Give back exactly the lines of the entries below from the line with "bbox: black shoe" to the line with "bbox: crowd of men", inclusive, and only those.
·····
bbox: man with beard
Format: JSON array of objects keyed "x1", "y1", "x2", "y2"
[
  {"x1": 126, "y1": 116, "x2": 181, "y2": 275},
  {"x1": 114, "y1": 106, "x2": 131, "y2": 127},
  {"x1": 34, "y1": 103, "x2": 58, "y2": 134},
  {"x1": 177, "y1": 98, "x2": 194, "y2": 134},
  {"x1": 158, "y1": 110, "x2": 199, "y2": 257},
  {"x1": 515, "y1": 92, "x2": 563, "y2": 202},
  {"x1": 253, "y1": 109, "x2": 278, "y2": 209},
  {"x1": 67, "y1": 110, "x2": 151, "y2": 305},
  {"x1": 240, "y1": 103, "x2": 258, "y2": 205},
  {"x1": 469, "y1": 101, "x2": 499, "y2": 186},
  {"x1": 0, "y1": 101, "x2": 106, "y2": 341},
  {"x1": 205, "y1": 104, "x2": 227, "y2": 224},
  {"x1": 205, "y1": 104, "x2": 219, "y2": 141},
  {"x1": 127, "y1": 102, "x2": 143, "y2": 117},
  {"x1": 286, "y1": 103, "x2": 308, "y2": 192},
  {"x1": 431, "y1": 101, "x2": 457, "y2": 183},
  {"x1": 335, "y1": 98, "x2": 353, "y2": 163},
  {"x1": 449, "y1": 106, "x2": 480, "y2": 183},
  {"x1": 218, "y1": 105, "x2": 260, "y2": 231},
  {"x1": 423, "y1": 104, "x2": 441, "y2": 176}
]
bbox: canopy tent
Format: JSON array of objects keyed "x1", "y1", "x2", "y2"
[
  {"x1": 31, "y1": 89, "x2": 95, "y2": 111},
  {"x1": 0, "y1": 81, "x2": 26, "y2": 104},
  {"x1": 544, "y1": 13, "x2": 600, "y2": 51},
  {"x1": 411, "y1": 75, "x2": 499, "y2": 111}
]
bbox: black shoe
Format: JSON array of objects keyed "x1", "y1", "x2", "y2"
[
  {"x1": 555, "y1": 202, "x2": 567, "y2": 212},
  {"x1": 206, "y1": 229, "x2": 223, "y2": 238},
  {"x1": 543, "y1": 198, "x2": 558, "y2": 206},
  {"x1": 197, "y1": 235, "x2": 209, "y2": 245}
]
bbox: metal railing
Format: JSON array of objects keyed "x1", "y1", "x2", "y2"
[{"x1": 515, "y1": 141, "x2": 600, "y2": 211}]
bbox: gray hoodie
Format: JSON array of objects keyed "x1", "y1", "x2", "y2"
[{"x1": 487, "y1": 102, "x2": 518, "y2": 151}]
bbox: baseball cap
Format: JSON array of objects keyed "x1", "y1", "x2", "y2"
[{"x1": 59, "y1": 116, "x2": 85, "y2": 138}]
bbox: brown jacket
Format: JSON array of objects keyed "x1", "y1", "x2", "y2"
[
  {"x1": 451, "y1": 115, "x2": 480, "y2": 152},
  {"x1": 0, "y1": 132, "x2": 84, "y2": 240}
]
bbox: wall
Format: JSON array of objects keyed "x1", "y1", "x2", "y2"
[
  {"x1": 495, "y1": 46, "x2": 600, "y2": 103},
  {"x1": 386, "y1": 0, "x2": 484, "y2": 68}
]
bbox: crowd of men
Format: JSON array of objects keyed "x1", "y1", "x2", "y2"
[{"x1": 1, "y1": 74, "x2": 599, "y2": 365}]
·····
# Answer below
bbox: black shoe
Format: JSON array of objects keyed "x1", "y1", "x2", "y2"
[
  {"x1": 555, "y1": 202, "x2": 567, "y2": 212},
  {"x1": 206, "y1": 229, "x2": 223, "y2": 238},
  {"x1": 543, "y1": 198, "x2": 558, "y2": 206},
  {"x1": 197, "y1": 235, "x2": 209, "y2": 245}
]
bbox: metal railing
Format: JSON array of objects keyed "x1", "y1", "x2", "y2"
[{"x1": 515, "y1": 141, "x2": 600, "y2": 211}]
bbox: gray hoodie
Format: JSON array of objects keyed "x1", "y1", "x2", "y2"
[{"x1": 487, "y1": 102, "x2": 518, "y2": 151}]
bbox: baseball cap
Format: JSON array of objects keyed "x1", "y1", "x2", "y2"
[{"x1": 59, "y1": 116, "x2": 85, "y2": 138}]
bbox: brown jacket
Format: JSON array of objects keyed "x1", "y1", "x2", "y2"
[
  {"x1": 451, "y1": 115, "x2": 480, "y2": 152},
  {"x1": 0, "y1": 132, "x2": 84, "y2": 240}
]
bbox: wall
Format: JSON array of objects keyed "x1", "y1", "x2", "y2"
[
  {"x1": 495, "y1": 46, "x2": 600, "y2": 103},
  {"x1": 386, "y1": 0, "x2": 484, "y2": 68}
]
bbox: crowd of men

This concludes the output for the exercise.